Фрагмент текста -
Кроме того, кончая реальное училище, то есть на следующий год после революции, он почувствовал сильную тягу к толстовству, прибился к единомышленникам и как минимум два года провел в земледельческой колонии. Колонистам был выделен участок под Москвой, в Тайнинке – сейчас это совсем близко к Кольцевой дороге и набито дачами, а тогда выглядело даже не пригородом – деревней. Община жила исполнением толстовских заповедей: пахала, сеяла, доила коз, строила, заготавливала дрова, обменивала плоды своих трудов на одежду. Их навещал сам Чертков Владимир Григорьевич, правая рука Льва Толстого. Когда отцу подошел срок отбывать воинскую повинность, он отказался по убеждениям, был судим и год провел в Бутырской тюрьме. Работал водовозом, на лошади.

(Когда мы с женой перебрались в Москву и родители первый раз приехали в гости, я по пути с вокзала показывал им наши достопримечательности: метро «Новослободская», Бутырка, Савеловский. Отец виду не подал, только после его смерти я узнал от мамы, что местность была ему не чужая. А не говорили они мне о том давнем заключении, «чтобы не давать лишней пищи антисоветским настроениям». Отец несколько раз на мои диссидентские заявления отзывался: «Ты не знаешь, что значит зависеть от хозяина. Любой социализм лучше». К счастью, я этого не знаю и сейчас, но с людьми «хозяинской» складки в частном порядке сталкивался и удовольствия действительно не получал. И еще. В другой их приезд ко мне забежал приятель, сказал между прочим, что встретил такого-то и тот сокрушался, что арестован N, знакомый диссидент. «Я, – говорит приятель, – промолчал, а сам подумал: чего так горевать? N знал, на что идет. А главное, дело плевое, не больше, как на годик.» Я ему: ты чужими годиками так уж не распоряжайся: сутки хотя бы там проведи, тогда рассуждай… А перед сном отец говорит: вот именно, хотя бы сутки.)

Задание -
Продолжите воспоминания об отце-толстовце, начав сразу после их последней фразы. Приведённые далее данные с текстом никак не связаны.

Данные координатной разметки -
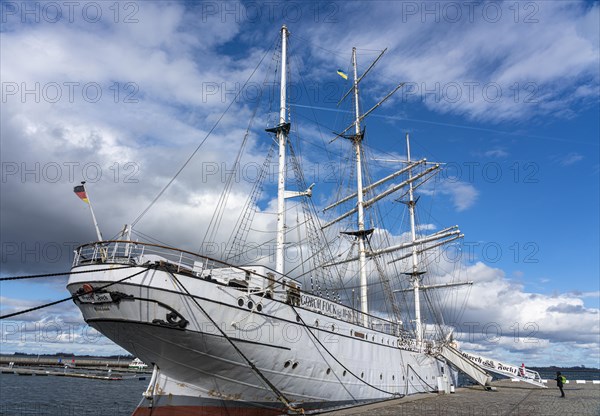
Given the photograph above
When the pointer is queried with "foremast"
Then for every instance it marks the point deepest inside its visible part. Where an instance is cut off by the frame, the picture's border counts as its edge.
(415, 274)
(282, 131)
(282, 136)
(362, 233)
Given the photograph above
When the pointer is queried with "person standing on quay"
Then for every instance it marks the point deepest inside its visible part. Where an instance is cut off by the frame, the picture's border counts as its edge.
(560, 380)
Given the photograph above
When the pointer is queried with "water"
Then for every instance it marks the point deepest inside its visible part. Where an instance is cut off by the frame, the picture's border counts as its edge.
(65, 396)
(547, 374)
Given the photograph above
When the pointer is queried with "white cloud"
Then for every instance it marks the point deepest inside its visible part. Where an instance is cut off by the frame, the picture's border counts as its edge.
(569, 159)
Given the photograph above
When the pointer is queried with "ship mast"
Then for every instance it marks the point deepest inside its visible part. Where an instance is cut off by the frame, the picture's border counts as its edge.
(282, 131)
(361, 234)
(415, 274)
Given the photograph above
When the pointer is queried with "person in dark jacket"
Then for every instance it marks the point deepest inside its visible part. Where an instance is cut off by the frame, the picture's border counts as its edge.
(559, 383)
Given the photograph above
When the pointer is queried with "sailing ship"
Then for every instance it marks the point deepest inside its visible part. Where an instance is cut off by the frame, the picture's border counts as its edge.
(224, 337)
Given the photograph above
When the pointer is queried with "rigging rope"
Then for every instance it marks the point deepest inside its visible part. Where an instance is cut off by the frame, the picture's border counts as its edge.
(10, 315)
(280, 396)
(189, 159)
(34, 276)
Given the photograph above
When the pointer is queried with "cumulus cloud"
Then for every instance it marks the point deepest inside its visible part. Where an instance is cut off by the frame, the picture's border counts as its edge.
(124, 105)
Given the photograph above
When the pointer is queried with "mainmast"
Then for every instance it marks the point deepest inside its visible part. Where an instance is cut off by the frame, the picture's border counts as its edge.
(361, 234)
(282, 135)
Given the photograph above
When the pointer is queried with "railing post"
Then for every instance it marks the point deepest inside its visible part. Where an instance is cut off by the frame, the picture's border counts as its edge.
(180, 258)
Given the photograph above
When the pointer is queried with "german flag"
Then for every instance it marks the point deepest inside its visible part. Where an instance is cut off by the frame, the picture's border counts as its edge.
(342, 74)
(80, 192)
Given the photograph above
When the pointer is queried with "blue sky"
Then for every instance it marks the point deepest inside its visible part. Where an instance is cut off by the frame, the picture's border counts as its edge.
(506, 93)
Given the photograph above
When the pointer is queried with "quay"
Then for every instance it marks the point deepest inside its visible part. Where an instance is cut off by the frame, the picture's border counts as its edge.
(508, 399)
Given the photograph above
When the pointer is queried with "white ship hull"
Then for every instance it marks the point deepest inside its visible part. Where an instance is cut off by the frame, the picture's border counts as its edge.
(315, 359)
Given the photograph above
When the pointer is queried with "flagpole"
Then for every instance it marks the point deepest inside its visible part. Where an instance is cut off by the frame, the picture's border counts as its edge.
(92, 211)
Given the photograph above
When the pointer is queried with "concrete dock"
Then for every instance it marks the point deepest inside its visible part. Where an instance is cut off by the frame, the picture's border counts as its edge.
(510, 398)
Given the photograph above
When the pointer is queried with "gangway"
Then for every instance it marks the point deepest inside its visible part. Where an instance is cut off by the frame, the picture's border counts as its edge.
(493, 366)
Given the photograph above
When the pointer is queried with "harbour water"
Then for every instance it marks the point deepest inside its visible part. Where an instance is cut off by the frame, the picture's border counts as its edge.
(64, 396)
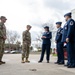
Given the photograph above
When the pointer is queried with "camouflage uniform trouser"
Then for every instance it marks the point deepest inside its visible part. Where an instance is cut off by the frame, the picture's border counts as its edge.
(25, 51)
(2, 44)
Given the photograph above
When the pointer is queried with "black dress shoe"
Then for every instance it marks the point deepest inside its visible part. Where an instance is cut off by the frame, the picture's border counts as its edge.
(69, 66)
(66, 65)
(60, 63)
(39, 61)
(56, 63)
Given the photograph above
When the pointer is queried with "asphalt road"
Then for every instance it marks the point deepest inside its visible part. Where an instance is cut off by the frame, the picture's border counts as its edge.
(14, 66)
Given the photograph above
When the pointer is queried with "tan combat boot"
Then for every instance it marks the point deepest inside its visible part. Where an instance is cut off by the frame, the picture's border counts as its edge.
(27, 60)
(23, 60)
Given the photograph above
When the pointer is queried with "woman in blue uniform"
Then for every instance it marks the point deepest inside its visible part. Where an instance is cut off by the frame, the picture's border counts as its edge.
(46, 45)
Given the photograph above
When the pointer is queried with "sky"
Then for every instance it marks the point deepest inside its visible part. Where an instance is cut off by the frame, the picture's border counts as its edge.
(34, 12)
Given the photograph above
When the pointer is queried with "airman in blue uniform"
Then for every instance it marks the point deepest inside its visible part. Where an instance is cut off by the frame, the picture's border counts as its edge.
(46, 45)
(68, 37)
(59, 44)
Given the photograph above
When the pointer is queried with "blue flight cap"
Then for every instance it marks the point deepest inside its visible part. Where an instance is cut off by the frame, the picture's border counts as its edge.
(46, 27)
(58, 23)
(68, 14)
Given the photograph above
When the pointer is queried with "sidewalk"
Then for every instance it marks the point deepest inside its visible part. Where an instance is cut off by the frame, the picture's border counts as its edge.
(13, 66)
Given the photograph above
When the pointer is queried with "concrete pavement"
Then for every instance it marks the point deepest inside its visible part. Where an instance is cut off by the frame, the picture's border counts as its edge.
(14, 66)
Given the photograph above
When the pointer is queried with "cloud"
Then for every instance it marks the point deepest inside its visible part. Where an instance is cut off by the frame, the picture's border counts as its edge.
(59, 4)
(34, 12)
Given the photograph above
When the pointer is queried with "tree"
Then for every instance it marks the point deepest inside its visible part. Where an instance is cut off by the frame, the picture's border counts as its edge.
(12, 37)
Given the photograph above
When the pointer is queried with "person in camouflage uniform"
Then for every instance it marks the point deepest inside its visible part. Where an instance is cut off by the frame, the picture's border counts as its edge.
(26, 44)
(2, 37)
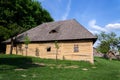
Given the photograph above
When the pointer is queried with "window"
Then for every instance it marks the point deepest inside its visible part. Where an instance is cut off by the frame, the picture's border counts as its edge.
(48, 49)
(76, 48)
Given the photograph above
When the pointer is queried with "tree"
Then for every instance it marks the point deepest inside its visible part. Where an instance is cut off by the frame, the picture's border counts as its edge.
(57, 47)
(26, 42)
(17, 16)
(107, 41)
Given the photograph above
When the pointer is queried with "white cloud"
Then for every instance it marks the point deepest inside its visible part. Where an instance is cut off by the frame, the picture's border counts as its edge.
(93, 25)
(67, 11)
(113, 26)
(94, 28)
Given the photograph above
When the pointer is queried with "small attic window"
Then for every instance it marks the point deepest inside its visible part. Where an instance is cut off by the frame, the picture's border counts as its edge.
(53, 31)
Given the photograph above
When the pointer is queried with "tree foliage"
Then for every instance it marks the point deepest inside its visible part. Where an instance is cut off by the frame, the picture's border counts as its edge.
(107, 41)
(17, 16)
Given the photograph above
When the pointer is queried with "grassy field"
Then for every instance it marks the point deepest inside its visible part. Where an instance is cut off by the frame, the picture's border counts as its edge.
(28, 68)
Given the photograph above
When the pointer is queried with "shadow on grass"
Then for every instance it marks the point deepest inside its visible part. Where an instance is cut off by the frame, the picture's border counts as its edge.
(17, 63)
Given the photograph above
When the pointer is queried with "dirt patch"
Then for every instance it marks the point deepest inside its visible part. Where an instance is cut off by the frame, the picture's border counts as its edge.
(73, 66)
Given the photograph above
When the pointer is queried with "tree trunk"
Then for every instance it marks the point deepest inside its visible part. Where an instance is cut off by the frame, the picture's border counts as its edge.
(11, 48)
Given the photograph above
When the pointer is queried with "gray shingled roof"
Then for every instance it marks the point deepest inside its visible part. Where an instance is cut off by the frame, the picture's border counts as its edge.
(60, 30)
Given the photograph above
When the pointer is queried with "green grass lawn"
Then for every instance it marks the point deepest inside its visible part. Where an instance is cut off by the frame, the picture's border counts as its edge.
(14, 67)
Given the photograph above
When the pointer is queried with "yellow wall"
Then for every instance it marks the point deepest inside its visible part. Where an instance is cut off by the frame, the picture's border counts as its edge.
(66, 50)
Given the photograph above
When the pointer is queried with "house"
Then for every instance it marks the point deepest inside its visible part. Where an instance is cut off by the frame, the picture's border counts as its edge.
(75, 42)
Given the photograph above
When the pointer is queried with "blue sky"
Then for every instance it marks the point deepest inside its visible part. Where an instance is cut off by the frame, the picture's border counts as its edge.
(95, 15)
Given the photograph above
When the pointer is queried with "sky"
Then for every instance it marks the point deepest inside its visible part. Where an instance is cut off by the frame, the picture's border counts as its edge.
(95, 15)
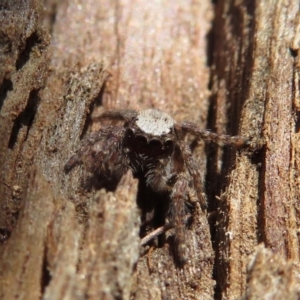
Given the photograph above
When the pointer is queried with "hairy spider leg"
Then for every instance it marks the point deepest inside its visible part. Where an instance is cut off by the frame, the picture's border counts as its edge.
(193, 168)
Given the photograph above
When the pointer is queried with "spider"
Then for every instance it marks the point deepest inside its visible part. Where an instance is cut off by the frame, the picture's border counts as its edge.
(153, 146)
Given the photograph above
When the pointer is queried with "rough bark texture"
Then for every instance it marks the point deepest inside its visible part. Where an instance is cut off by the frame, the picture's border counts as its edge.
(232, 66)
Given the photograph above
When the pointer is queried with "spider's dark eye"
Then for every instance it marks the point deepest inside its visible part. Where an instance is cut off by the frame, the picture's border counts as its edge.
(168, 144)
(129, 133)
(141, 141)
(155, 144)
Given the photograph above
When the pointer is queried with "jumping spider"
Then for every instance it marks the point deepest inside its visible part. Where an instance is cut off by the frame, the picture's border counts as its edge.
(153, 146)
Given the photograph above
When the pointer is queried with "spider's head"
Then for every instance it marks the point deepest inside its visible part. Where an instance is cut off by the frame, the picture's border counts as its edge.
(151, 133)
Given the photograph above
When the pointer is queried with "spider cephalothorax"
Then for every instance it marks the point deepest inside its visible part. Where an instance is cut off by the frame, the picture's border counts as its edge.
(152, 145)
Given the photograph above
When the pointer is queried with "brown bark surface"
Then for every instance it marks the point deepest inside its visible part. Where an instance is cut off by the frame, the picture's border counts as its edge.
(232, 67)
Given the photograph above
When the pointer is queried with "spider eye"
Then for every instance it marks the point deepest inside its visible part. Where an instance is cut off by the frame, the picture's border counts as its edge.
(155, 144)
(168, 144)
(141, 140)
(130, 133)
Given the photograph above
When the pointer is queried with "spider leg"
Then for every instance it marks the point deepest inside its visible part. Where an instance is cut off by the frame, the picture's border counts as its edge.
(208, 136)
(117, 115)
(193, 168)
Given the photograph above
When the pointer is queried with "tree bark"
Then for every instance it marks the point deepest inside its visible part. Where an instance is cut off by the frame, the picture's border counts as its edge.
(231, 67)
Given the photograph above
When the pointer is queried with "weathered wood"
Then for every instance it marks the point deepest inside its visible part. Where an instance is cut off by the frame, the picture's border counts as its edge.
(237, 75)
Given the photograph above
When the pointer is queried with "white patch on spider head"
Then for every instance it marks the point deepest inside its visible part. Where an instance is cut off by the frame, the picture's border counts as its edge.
(154, 122)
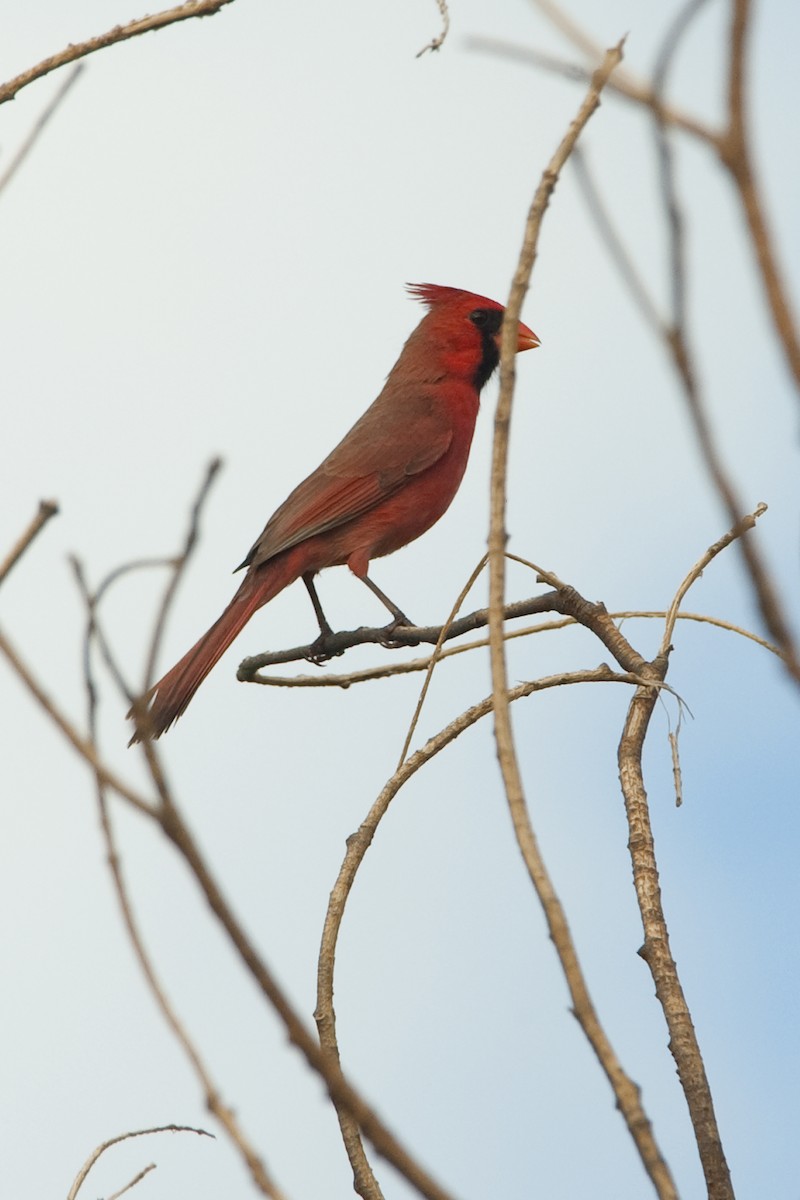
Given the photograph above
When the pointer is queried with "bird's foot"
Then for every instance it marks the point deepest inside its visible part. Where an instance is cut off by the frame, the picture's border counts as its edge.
(324, 648)
(400, 622)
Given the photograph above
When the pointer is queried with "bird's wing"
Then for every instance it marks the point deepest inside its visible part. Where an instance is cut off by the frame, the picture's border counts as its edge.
(383, 451)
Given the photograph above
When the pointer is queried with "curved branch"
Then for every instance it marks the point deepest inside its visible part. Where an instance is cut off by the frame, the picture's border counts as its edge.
(356, 847)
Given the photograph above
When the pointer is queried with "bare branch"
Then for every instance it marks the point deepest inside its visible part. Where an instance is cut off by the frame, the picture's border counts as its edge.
(435, 43)
(47, 113)
(747, 522)
(625, 1090)
(216, 1105)
(356, 849)
(47, 509)
(335, 645)
(84, 748)
(77, 1183)
(119, 34)
(137, 1179)
(656, 952)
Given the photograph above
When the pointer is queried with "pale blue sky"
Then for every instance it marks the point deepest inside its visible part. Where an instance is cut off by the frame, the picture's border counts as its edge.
(205, 255)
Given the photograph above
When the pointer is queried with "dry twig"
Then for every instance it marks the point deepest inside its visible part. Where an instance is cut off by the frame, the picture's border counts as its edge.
(625, 1090)
(47, 509)
(77, 1183)
(38, 125)
(119, 34)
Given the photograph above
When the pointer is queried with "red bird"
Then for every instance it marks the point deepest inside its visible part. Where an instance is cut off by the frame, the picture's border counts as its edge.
(386, 483)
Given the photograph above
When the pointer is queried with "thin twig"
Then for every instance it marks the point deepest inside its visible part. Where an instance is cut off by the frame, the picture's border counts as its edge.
(132, 1183)
(77, 1183)
(38, 125)
(84, 747)
(624, 83)
(356, 849)
(119, 34)
(334, 645)
(409, 666)
(625, 1091)
(215, 1104)
(47, 509)
(437, 654)
(656, 951)
(435, 43)
(747, 522)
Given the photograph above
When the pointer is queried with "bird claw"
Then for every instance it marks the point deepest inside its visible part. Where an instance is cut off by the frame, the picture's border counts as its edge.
(319, 652)
(400, 622)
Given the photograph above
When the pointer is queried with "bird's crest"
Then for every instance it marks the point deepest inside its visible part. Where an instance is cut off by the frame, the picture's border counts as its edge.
(432, 295)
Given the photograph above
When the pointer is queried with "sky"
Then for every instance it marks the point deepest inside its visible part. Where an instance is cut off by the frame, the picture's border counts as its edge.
(204, 256)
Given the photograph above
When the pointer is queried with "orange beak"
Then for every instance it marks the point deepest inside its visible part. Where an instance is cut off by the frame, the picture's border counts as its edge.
(525, 339)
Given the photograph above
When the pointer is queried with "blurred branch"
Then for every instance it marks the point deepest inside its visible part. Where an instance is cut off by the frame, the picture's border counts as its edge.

Ответ -
Когда началась война, завод Свердлова, на котором отец работал, был эвакуирован в Свердловск и целиком переведен на выпуск самоходок и танков. Мы вчетвером жили в комнатке в коммунальной квартире, у младшего брата обнаружилась начальная стадия туберкулеза, голод был свирепый: гниловатые капуста и картошка, отцу на ужин ломтик хлеба, остальным – по половинке. У мамы от университетских лет во Франции осталось несколько вещей, довольно ветхих. Отец два-три раза ездил их менять, в деревню. Один свитерок потянул на петуха – как оказалось, такого жилистого, что почти несъедобного. Еще завод нареза́л сотрудникам кусочки земли под городом: весной отец отправлялся вскапывать грядки, а осенью привозил перекинутые через плечо неподъемные мешки, главным образом, с картошкой, но и понемножку моркови, свеклы и редьки, невероятно горькой.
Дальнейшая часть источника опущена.